Write out each of the following lines word for word, keeping them in the same order.

ROWS start

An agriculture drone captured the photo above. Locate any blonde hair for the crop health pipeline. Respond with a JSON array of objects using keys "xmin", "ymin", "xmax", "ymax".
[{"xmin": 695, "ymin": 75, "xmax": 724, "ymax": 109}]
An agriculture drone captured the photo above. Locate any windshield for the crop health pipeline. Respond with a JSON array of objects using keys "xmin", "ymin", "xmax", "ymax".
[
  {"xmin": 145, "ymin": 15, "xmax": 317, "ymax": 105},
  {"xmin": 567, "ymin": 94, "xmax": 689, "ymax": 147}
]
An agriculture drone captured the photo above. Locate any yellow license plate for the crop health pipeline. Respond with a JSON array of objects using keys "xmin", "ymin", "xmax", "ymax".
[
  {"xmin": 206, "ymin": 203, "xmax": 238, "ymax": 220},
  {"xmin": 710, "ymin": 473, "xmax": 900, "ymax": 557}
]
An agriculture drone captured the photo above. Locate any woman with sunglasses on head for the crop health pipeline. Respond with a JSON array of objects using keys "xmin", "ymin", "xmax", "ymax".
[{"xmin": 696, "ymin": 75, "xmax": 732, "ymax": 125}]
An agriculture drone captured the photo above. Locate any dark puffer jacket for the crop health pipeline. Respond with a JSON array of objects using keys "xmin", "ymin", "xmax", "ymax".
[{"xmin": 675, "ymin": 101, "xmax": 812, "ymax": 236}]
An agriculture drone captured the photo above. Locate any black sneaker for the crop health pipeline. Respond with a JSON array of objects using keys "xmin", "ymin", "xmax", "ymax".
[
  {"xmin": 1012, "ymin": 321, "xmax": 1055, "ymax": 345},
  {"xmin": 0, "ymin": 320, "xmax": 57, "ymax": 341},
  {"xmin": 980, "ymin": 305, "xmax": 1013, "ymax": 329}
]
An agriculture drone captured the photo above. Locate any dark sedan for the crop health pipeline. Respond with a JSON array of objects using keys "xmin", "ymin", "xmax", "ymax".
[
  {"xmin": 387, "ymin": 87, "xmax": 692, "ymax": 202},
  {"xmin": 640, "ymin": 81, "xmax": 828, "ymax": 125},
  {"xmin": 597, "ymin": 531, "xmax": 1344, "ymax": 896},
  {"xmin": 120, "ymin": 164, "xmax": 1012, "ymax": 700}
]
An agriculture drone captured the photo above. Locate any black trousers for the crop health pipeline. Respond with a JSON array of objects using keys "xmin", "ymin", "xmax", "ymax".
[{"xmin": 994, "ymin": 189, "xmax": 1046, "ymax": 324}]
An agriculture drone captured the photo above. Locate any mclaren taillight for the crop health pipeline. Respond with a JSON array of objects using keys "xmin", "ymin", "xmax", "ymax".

ROWS end

### SOLUTION TO THIS EXERCISE
An agriculture drone captured the photo above. Locate any blonde hair for the crop health pipeline. Respond with a JSON array of objects using keys "xmin", "ymin", "xmax", "ymax".
[{"xmin": 695, "ymin": 75, "xmax": 724, "ymax": 109}]
An agriculture drone captured the photo above. Locate any windshield for the crop health pipeline. Respond with a JSON array of objects using keys "xmin", "ymin", "xmax", "ymax".
[
  {"xmin": 145, "ymin": 15, "xmax": 317, "ymax": 105},
  {"xmin": 567, "ymin": 94, "xmax": 689, "ymax": 147}
]
An agriculture drone captured the photo above. Locate any yellow license plate for the crop health pipeline. Respond with a JSON array of objects using keys "xmin", "ymin", "xmax", "ymax".
[
  {"xmin": 206, "ymin": 203, "xmax": 238, "ymax": 220},
  {"xmin": 710, "ymin": 473, "xmax": 900, "ymax": 557}
]
An agriculture drone captured the photo above. Locate any woman with sunglasses on head for the crop health pipeline. Respond with a JSON array of objects using keys "xmin", "ymin", "xmax", "ymax".
[{"xmin": 696, "ymin": 75, "xmax": 732, "ymax": 125}]
An agriculture drone captured the photo above. Locate any dark puffer jacket for the crop health pipeline. Respond with a JSON array of objects using keys "xmin", "ymin", "xmax", "ymax".
[{"xmin": 675, "ymin": 101, "xmax": 812, "ymax": 236}]
An agriculture drone captured the photo above. Locate any black sneaker for the crop health pipeline. Respond with a JSON array of objects using keys "xmin", "ymin", "xmax", "ymax".
[
  {"xmin": 1012, "ymin": 321, "xmax": 1055, "ymax": 345},
  {"xmin": 0, "ymin": 320, "xmax": 57, "ymax": 341},
  {"xmin": 980, "ymin": 305, "xmax": 1013, "ymax": 329}
]
An agriculture drone captured the photo above. Locate any dark sedan for the crop health pipeline. Respond with a JSON array of objects using keys "xmin", "ymin", "xmax", "ymax".
[
  {"xmin": 387, "ymin": 87, "xmax": 692, "ymax": 202},
  {"xmin": 640, "ymin": 81, "xmax": 828, "ymax": 125},
  {"xmin": 597, "ymin": 531, "xmax": 1344, "ymax": 896},
  {"xmin": 120, "ymin": 164, "xmax": 1012, "ymax": 700}
]
An agriculture drone captured the photo above. Locate any black trousers for the crop health pipeline. Respond with a JSON array of objects using keys "xmin", "ymin", "xmax", "ymax".
[{"xmin": 994, "ymin": 189, "xmax": 1046, "ymax": 324}]
An agriculture drone captured the photo above. Locate any mclaren taillight for the crop health pipeline. Respond with a JSON array of objects using keys "xmin", "ymin", "xmax", "ymax".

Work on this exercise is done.